» **TEXT BLOCK**:
# # # #

The anti-incinerator movement in China refers to the series of environmental protests that have occurred in opposition to China's numerous planned and operating industrial waste incinerators. The construction of these waste-to-energy facilities, which has prompted the ensuing protest movement, operates as part of China's ongoing efforts to restructure its waste disposal system in regard to its status as the largest producer of municipal solid waste worldwide since 2004. Described by some as being a new type of NIMBY protest, the roots of the anti-incinerator movement can be traced back to the early 1990s, following the introduction of China's first generation of incinerator plants. The movement, however, began in earnest with the benchmark 2006 Liulitun protest taking place in Beijing.

# # # #

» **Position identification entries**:
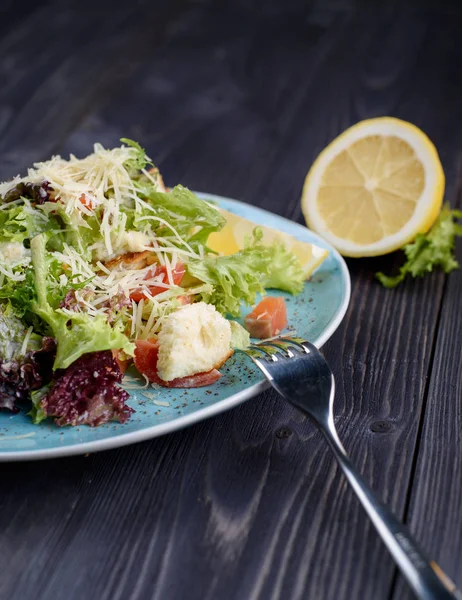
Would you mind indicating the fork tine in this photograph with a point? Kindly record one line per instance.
(283, 348)
(257, 350)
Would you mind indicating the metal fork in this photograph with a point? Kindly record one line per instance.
(299, 372)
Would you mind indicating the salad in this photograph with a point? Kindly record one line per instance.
(101, 265)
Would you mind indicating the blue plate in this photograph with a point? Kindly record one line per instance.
(315, 314)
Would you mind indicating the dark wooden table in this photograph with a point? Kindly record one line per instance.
(238, 98)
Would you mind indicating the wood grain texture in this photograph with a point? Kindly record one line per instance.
(435, 512)
(237, 100)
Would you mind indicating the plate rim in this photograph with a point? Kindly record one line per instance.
(208, 411)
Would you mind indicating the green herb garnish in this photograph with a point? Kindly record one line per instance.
(430, 250)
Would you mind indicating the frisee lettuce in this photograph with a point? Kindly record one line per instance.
(193, 218)
(240, 277)
(78, 333)
(429, 250)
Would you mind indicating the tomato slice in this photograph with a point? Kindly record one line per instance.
(267, 319)
(146, 354)
(159, 270)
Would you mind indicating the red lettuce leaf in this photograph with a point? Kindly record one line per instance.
(87, 392)
(19, 377)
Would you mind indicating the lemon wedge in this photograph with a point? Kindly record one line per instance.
(232, 237)
(374, 188)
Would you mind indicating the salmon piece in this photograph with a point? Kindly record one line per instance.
(267, 319)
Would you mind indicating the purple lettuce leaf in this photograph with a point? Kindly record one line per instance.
(87, 392)
(20, 376)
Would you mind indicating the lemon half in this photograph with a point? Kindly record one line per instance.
(374, 188)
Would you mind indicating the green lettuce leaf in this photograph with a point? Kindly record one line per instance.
(240, 277)
(429, 250)
(18, 224)
(78, 333)
(36, 413)
(12, 333)
(193, 218)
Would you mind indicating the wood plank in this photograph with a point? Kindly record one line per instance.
(434, 512)
(51, 86)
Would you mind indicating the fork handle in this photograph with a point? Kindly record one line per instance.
(425, 577)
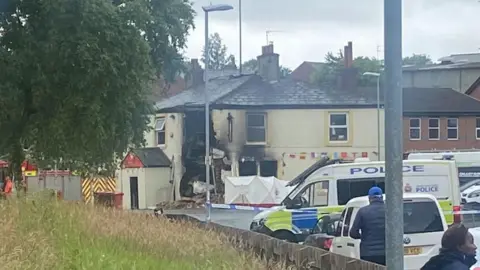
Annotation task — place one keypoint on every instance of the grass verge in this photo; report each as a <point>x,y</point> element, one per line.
<point>44,234</point>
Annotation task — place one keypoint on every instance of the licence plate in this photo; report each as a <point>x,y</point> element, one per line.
<point>412,251</point>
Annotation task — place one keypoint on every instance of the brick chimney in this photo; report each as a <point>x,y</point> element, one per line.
<point>268,64</point>
<point>196,74</point>
<point>348,75</point>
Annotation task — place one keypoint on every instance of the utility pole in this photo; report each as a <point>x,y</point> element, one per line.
<point>240,36</point>
<point>393,134</point>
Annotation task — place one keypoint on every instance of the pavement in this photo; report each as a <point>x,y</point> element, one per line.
<point>233,218</point>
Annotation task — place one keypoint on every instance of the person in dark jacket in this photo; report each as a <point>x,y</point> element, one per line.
<point>369,227</point>
<point>457,253</point>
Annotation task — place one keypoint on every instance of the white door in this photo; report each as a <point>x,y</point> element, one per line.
<point>342,243</point>
<point>423,227</point>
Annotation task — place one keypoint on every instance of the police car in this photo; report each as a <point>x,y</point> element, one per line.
<point>423,227</point>
<point>329,184</point>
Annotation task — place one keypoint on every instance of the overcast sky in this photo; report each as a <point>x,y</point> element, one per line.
<point>307,29</point>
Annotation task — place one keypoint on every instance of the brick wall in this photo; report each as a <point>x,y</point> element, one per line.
<point>466,135</point>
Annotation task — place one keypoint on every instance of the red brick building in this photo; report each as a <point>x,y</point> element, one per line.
<point>438,119</point>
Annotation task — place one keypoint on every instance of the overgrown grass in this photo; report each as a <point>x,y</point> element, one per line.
<point>45,234</point>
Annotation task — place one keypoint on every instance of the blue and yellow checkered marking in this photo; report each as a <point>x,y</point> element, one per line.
<point>299,220</point>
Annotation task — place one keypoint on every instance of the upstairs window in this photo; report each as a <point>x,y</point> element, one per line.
<point>434,129</point>
<point>338,127</point>
<point>160,131</point>
<point>415,129</point>
<point>452,128</point>
<point>477,129</point>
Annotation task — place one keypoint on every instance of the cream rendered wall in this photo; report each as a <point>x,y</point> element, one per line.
<point>173,143</point>
<point>292,132</point>
<point>157,186</point>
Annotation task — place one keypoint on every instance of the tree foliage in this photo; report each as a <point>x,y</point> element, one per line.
<point>217,52</point>
<point>76,76</point>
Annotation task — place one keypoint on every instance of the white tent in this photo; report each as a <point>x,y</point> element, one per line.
<point>254,190</point>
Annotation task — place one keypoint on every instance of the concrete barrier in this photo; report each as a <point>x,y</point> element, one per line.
<point>293,256</point>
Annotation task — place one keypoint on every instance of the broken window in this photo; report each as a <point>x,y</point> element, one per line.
<point>338,126</point>
<point>160,131</point>
<point>256,128</point>
<point>452,128</point>
<point>247,168</point>
<point>415,129</point>
<point>434,129</point>
<point>268,168</point>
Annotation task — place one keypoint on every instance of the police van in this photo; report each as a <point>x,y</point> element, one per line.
<point>329,184</point>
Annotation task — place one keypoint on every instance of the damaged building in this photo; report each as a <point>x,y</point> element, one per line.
<point>262,124</point>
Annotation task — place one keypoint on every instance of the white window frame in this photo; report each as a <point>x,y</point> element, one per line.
<point>432,128</point>
<point>477,128</point>
<point>264,142</point>
<point>330,126</point>
<point>419,129</point>
<point>158,130</point>
<point>452,128</point>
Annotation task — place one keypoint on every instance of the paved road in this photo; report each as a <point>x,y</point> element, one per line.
<point>233,218</point>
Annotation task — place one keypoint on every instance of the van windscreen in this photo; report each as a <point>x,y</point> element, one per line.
<point>356,187</point>
<point>421,216</point>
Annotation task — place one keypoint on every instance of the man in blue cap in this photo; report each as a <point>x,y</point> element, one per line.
<point>369,227</point>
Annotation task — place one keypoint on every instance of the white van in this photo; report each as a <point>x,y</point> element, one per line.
<point>423,225</point>
<point>327,186</point>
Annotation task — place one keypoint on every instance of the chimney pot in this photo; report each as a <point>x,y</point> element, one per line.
<point>268,64</point>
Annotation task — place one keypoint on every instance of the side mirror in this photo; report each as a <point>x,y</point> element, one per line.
<point>295,204</point>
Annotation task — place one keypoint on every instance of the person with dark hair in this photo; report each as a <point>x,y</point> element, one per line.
<point>369,227</point>
<point>457,253</point>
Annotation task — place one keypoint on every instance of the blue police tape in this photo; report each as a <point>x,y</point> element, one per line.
<point>237,207</point>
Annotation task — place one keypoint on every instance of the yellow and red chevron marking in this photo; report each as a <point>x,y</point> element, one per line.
<point>97,184</point>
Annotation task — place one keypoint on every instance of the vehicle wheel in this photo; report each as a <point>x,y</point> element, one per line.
<point>286,236</point>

# # # #

» **REQUIRED ACTIONS**:
1. List every year or period of time mentioned in the passage on China's anti-incinerator movement.
2. Answer these questions from the passage on China's anti-incinerator movement:
(a) Since what year has China been the largest producer of municipal solid waste worldwide?
(b) In which city did the Liulitun protest take place?
(c) What kind of protest do some describe the movement as being?
3. In the passage on China's anti-incinerator movement, substitute "the Chinese capital" for "Beijing" and write out the part starting at "The anti-incinerator movement in" and ending at "place in Beijing.".

» **OUTPUTS**:
1.
2004
the early 1990s
2006

2.
(a) 2004
(b) Beijing
(c) A new type of NIMBY protest

3.
The anti-incinerator movement in China refers to the series of environmental protests that have occurred in opposition to China's numerous planned and operating industrial waste incinerators. The construction of these waste-to-energy facilities, which has prompted the ensuing protest movement, operates as part of China's ongoing efforts to restructure its waste disposal system in regard to its status as the largest producer of municipal solid waste worldwide since 2004. Described by some as being a new type of NIMBY protest, the roots of the anti-incinerator movement can be traced back to the early 1990s, following the introduction of China's first generation of incinerator plants. The movement, however, began in earnest with the benchmark 2006 Liulitun protest taking place in the Chinese capital.